> _WHAT YOU ARE ASKED TO DO_:
Copy the lines below again in full, starting at the line containing "Wildlife camera alert: a devils" and ending at the line containing "130,49,174,96". Multiply each given bounding box coordinate by 0.5 and round to whole numbers, halves up, but leave the coordinates after "e.g." unchanged.

------ RECORD EXTRACTS

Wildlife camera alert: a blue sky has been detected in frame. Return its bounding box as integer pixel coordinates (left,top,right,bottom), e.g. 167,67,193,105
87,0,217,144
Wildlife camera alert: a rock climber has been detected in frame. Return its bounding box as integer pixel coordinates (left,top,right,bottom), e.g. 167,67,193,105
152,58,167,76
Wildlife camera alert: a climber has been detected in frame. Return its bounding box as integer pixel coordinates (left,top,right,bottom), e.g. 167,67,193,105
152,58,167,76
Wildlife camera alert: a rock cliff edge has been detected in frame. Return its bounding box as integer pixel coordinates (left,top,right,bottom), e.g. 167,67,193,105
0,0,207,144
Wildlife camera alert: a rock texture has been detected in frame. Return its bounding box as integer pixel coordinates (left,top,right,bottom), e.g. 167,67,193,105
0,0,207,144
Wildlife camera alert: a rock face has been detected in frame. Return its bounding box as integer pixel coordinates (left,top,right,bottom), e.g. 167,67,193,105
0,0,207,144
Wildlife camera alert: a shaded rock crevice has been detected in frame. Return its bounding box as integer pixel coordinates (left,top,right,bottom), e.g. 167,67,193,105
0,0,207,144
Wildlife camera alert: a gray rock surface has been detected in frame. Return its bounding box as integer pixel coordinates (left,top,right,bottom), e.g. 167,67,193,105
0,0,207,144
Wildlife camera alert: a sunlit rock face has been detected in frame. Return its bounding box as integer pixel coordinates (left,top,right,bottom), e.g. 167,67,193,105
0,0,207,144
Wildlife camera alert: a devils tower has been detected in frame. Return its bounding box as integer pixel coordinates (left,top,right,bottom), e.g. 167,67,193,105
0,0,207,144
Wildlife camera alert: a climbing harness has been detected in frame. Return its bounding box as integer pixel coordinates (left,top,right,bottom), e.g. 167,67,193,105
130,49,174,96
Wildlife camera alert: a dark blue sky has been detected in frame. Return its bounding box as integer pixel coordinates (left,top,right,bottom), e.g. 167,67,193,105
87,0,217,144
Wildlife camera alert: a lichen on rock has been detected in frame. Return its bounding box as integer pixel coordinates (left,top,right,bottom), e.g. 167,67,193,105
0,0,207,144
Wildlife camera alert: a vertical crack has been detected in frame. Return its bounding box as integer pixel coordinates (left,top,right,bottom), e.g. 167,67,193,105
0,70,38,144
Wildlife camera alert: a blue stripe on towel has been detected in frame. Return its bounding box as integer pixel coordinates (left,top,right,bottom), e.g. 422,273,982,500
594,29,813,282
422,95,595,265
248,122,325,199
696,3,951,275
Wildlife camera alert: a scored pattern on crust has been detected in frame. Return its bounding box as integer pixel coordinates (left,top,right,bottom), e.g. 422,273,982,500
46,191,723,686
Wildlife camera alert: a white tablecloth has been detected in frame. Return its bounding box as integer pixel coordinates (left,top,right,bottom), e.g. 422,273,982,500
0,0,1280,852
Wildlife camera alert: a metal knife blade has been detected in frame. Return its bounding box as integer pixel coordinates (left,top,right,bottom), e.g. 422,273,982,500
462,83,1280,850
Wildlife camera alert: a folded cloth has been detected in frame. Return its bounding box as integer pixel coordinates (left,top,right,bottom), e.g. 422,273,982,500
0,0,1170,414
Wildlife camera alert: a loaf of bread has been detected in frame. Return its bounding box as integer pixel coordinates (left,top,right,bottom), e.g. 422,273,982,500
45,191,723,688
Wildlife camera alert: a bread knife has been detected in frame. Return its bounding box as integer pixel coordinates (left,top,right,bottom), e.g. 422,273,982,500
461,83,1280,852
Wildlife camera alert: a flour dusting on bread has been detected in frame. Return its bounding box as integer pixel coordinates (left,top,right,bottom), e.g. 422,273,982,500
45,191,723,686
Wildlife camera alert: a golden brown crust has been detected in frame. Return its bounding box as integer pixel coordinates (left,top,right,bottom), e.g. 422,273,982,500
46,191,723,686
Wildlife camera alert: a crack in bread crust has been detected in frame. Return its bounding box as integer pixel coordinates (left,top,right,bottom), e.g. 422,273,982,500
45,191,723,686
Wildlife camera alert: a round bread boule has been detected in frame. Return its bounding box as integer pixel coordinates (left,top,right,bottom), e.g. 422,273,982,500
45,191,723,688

------------

> _EXERCISE OUTPUT_:
Wildlife camera alert: a devils tower has been detected in frame. Return its bounding box as integer pixel coordinates (left,top,right,bottom), e.g. 167,67,193,105
0,0,104,72
Wildlife camera alert: a climbing harness has been detected in frame. Return its bounding box as integer pixel coordinates (left,top,right,bottom), e.g. 167,67,193,105
65,25,87,48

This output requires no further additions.